------ DATA PROVIDED

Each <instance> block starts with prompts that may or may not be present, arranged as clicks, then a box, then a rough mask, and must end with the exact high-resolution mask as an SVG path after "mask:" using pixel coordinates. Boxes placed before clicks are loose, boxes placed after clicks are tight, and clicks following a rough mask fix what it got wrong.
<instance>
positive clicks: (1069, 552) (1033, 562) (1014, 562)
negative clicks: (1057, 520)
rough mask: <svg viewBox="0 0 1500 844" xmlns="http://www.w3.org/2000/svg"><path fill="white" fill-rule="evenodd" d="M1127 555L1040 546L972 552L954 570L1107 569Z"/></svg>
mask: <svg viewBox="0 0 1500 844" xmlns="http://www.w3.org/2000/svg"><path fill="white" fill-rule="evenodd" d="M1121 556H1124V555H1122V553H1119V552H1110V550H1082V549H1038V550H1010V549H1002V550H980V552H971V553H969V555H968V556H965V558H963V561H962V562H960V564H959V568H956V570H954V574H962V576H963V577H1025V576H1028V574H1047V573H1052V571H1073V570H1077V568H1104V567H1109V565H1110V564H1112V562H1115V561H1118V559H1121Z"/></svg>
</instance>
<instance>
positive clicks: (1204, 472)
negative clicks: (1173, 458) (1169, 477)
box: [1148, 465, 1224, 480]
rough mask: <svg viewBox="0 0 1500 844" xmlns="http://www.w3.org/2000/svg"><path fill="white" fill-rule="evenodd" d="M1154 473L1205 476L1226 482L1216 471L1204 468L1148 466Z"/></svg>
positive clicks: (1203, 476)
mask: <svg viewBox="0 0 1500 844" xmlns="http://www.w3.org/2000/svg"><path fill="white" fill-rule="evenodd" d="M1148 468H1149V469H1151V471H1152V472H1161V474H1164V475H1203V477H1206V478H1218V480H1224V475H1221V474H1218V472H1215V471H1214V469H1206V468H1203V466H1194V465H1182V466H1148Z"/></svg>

------------

**TASK OBJECTIVE:** Go through the records above and copy each one exactly.

**ANSWER FOR THIS EXERCISE:**
Each <instance> block starts with prompts that may or may not be present, arranged as clicks, then a box, then a rough mask, and must end with the exact high-resolution mask as an SVG path after "mask:" using pixel coordinates. Boxes placed before clicks are loose, boxes placed after clicks are tight, and clicks following a rough mask fix what it got wrong.
<instance>
positive clicks: (1069, 552) (1033, 562) (1014, 562)
negative clicks: (1057, 520)
rough mask: <svg viewBox="0 0 1500 844" xmlns="http://www.w3.org/2000/svg"><path fill="white" fill-rule="evenodd" d="M1127 555L1040 546L972 552L954 570L1107 569Z"/></svg>
mask: <svg viewBox="0 0 1500 844" xmlns="http://www.w3.org/2000/svg"><path fill="white" fill-rule="evenodd" d="M1121 556H1124V555H1122V553H1119V552H1110V550H1082V549H1038V550H1010V549H1002V550H980V552H971V553H969V555H968V556H965V558H963V561H962V562H960V564H959V568H956V570H954V574H962V576H963V577H1025V576H1028V574H1047V573H1052V571H1073V570H1077V568H1104V567H1109V565H1110V564H1112V562H1115V561H1118V559H1121Z"/></svg>
</instance>
<instance>
positive clicks: (1204, 472)
negative clicks: (1173, 458) (1169, 477)
box: [1148, 465, 1224, 480]
rough mask: <svg viewBox="0 0 1500 844" xmlns="http://www.w3.org/2000/svg"><path fill="white" fill-rule="evenodd" d="M1154 473L1205 476L1226 482L1216 471L1204 468L1148 466Z"/></svg>
positive clicks: (1203, 476)
mask: <svg viewBox="0 0 1500 844" xmlns="http://www.w3.org/2000/svg"><path fill="white" fill-rule="evenodd" d="M1148 468H1149V469H1151V471H1152V472H1161V474H1164V475H1203V477H1206V478H1218V480H1224V475H1221V474H1218V472H1215V471H1214V469H1206V468H1203V466H1194V465H1182V466H1148Z"/></svg>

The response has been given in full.